▶ **PASSAGE FOR REVIEW**:
TLDR: Transient API failures are guaranteed at scale — it's just math. Retry logic isn't a nice-to-have. And don't advance your watermark on a failed batch.

the thing that kept biting me

I'm not going to pretend I learned this cleanly.

I learned it the same way I learn most things — by shipping something, watching it silently fail in production, and then going back and doing the work I should have done first.

how it showed up in the LLM pipeline

We built a batch pipeline during a Shopify storefront build — running structured LLM calls through the Claude API, 12 blocks, 1-3 attempts each.

That's up to 36 API calls per run.

At a 1-3% transient failure rate, the math is blunt: you're basically guaranteed at least one network flake per run.

The Claude SDK's default retry logic doesn't cover APIConnectionError or APITimeoutError. I didn't know that. So when the network hiccupped mid-batch, the whole pipeline just… stopped. Not on every run. Enough runs that I couldn't ignore it.

The fix ended up being embarrassingly simple:

for attempt in range(3):
    try:
        msg = client.messages.create(..., timeout=180.0)
        break
    except (APIConnectionError, APITimeoutError) as e:
        time.sleep(2 ** attempt)
        last_exc = e

Three retries. Exponential sleep. That's it.

I tell every new pipeline to start with this now. Before I write the happy path.

the scarier version — the silent one

The LLM crash was at least visible.

An ecommerce business supply chain sync had a worse problem: it failed silently.

We're pulling from Shopify and Recharge (a subscription billing API) on a cron, reconciling, and writing to Supabase. The sync would hit a batch error mid-run and… keep going. The watermark would advance — marking work as "done" — even though that batch's records had been quietly orphaned.

▶ **TASK DETAILS**:
According to the post above about pipeline failures, which two errors does the Claude SDK's default retry logic not cover?

▶ **EXCERPTED DATA**:
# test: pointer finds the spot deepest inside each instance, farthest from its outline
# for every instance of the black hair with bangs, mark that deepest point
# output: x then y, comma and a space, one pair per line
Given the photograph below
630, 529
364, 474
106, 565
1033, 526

▶ **WRITTEN RESPONSE**:
APIConnectionError and APITimeoutError.